→ **MATERIAL SUPPLIED**:
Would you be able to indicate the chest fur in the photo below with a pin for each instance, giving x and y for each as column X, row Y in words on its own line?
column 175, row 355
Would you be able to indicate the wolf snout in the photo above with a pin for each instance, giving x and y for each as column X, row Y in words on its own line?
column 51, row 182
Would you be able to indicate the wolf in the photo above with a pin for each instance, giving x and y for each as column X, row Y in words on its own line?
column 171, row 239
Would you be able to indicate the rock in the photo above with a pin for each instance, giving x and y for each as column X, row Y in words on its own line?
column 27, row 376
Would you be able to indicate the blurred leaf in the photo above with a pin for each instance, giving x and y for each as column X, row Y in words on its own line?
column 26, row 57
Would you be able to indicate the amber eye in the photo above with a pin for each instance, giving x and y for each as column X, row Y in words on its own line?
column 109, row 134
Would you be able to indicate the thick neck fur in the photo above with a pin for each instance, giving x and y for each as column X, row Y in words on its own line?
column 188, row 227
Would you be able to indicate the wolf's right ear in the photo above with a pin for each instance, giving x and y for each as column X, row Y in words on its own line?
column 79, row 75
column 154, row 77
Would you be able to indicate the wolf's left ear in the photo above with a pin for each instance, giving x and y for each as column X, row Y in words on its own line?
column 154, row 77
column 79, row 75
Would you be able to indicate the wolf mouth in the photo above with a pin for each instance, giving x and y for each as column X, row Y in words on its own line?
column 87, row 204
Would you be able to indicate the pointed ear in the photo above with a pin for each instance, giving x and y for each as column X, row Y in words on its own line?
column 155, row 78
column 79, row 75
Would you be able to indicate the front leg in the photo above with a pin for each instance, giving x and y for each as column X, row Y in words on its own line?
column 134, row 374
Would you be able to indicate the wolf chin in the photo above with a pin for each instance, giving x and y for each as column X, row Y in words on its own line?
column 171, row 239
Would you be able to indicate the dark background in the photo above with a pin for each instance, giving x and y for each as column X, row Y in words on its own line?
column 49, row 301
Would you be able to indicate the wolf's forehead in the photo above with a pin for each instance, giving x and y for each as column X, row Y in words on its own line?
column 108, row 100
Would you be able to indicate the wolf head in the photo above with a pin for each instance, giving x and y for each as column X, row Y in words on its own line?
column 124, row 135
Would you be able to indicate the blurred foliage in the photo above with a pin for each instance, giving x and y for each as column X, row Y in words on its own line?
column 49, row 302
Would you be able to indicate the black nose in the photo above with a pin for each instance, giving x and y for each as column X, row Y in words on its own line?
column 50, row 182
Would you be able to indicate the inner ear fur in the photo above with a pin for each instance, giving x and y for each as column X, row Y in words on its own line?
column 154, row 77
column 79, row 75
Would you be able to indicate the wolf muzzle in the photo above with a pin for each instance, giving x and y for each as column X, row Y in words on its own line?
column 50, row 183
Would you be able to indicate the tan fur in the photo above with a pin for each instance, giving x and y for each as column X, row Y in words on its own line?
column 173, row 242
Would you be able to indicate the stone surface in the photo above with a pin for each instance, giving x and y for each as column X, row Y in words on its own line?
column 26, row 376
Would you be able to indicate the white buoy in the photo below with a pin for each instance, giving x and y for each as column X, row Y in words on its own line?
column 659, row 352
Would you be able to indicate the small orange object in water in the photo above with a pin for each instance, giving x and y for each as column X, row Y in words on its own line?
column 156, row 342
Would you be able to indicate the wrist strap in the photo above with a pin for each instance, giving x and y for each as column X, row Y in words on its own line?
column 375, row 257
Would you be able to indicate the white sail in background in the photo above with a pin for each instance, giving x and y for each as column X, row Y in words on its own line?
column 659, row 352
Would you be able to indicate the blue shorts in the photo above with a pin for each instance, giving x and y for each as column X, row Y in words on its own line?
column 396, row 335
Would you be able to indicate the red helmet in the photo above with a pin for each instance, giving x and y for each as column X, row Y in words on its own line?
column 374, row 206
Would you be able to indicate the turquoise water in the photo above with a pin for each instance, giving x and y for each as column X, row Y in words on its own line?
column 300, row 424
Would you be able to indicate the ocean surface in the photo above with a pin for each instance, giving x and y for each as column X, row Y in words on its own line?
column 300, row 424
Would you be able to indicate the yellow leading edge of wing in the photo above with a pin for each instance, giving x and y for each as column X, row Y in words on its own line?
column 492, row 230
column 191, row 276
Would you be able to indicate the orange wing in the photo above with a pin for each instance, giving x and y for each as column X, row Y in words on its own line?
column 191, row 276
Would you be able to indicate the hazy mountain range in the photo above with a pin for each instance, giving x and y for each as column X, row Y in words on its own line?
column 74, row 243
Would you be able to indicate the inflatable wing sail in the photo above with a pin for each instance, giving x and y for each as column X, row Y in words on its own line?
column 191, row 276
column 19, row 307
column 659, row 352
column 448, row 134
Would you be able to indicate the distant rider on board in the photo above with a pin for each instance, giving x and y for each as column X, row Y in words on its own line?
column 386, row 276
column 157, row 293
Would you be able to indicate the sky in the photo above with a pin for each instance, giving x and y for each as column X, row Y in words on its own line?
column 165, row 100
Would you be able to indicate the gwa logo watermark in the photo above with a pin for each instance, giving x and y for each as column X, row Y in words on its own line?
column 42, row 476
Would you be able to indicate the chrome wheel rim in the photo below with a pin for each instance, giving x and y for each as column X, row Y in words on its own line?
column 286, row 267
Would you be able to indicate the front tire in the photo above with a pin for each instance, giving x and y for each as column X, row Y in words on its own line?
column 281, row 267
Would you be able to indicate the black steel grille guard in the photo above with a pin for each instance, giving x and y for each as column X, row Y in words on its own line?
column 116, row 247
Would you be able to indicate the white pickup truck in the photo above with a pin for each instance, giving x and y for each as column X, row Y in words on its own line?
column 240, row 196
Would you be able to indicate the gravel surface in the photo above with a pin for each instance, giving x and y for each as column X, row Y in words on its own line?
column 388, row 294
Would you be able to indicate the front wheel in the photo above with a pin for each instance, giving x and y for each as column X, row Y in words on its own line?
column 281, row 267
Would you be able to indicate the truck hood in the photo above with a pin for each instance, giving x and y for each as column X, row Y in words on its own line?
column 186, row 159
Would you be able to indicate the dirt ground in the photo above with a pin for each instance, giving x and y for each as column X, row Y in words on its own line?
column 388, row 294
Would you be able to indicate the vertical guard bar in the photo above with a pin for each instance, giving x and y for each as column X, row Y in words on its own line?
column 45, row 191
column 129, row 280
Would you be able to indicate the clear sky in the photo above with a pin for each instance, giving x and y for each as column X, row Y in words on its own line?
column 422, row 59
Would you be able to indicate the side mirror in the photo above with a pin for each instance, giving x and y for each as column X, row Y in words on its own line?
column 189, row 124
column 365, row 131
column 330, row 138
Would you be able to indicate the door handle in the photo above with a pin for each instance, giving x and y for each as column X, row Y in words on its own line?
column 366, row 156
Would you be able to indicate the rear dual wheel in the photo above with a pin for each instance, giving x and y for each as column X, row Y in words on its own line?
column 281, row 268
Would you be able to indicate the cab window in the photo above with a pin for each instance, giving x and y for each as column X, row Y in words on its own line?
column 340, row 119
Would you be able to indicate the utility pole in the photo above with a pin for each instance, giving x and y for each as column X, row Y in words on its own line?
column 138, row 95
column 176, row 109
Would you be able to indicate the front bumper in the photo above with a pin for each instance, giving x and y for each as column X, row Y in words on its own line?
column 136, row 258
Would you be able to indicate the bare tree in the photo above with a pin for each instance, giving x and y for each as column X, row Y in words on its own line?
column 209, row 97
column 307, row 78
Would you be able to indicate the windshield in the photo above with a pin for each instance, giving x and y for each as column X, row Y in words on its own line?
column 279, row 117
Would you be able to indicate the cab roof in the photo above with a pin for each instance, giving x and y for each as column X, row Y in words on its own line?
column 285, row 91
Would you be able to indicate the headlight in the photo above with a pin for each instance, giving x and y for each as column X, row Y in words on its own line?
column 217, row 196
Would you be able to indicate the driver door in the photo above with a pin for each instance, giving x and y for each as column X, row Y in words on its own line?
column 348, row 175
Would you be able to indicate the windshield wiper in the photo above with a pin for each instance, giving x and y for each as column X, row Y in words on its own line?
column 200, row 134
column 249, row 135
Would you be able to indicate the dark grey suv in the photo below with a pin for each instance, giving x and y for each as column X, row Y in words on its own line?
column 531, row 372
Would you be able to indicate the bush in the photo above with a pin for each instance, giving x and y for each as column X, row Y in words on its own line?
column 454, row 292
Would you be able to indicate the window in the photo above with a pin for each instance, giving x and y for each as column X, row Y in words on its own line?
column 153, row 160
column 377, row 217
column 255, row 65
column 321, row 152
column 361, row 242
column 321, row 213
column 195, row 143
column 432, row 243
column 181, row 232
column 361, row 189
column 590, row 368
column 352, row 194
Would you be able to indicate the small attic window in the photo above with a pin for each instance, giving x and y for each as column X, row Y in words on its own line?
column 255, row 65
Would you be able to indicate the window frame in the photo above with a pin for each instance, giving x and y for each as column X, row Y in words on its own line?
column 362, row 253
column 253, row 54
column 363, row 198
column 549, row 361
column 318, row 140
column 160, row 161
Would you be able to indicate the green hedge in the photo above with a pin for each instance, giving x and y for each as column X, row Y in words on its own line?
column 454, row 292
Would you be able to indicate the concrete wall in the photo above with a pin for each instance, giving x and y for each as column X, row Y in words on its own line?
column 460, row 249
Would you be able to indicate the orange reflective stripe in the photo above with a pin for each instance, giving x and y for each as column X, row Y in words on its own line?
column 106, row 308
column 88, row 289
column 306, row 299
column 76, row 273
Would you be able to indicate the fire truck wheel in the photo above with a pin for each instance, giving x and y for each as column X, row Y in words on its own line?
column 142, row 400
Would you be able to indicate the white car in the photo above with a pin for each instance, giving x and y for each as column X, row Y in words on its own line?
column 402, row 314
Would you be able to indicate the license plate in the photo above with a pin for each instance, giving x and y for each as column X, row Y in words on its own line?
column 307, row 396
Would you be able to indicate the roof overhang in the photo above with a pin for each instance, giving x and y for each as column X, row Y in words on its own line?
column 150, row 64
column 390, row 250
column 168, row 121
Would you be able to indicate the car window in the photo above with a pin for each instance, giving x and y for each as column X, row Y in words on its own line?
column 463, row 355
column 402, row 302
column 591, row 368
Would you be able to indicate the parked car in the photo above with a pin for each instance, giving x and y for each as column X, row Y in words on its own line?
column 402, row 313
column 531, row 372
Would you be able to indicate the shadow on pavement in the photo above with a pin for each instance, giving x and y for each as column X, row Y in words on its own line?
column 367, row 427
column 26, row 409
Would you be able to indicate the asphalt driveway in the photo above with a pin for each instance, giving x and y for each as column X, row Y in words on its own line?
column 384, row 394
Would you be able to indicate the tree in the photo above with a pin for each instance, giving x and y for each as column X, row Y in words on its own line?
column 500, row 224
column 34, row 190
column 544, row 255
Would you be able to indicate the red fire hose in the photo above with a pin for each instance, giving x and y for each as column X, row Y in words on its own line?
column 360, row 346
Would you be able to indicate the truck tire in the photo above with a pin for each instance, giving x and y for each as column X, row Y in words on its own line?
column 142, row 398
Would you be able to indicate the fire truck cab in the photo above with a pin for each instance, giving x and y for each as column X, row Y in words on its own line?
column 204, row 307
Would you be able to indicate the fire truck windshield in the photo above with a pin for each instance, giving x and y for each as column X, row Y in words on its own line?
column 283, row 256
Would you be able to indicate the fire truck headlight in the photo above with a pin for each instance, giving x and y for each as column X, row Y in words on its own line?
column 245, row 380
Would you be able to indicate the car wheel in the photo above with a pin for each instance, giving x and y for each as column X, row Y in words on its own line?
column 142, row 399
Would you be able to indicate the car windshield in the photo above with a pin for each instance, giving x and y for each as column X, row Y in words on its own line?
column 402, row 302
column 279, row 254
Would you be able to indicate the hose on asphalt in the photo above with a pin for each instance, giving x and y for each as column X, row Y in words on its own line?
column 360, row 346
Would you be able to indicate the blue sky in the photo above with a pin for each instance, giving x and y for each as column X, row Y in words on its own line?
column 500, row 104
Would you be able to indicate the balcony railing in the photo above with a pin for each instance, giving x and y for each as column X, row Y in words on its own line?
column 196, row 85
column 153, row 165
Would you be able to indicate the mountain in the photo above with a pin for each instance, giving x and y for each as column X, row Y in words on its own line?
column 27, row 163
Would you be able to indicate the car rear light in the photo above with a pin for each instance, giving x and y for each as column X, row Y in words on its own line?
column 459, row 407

→ **YOUR INSTRUCTIONS**: Please recast the part of the rows above that opens with the line containing "Would you be able to indicate the dirt" and closes with the line containing "column 422, row 59" as a numbered list with one line per item, leaving out any blank lines.

→ **WRITTEN RESPONSE**:
1. Would you be able to indicate the dirt ground in the photo above with a pin for each instance, giving x and y for each as column X, row Y in words on its own line?
2. column 388, row 294
3. Would you be able to indicate the vertical guard bar in the photo above with a pin for each instance, giving x and y for each as column X, row Y in words on its own line?
4. column 45, row 191
5. column 129, row 280
6. Would you be able to indicate the clear sky in the photo above with a pin for each instance, giving x and y for each as column X, row Y in words on its own line?
7. column 422, row 59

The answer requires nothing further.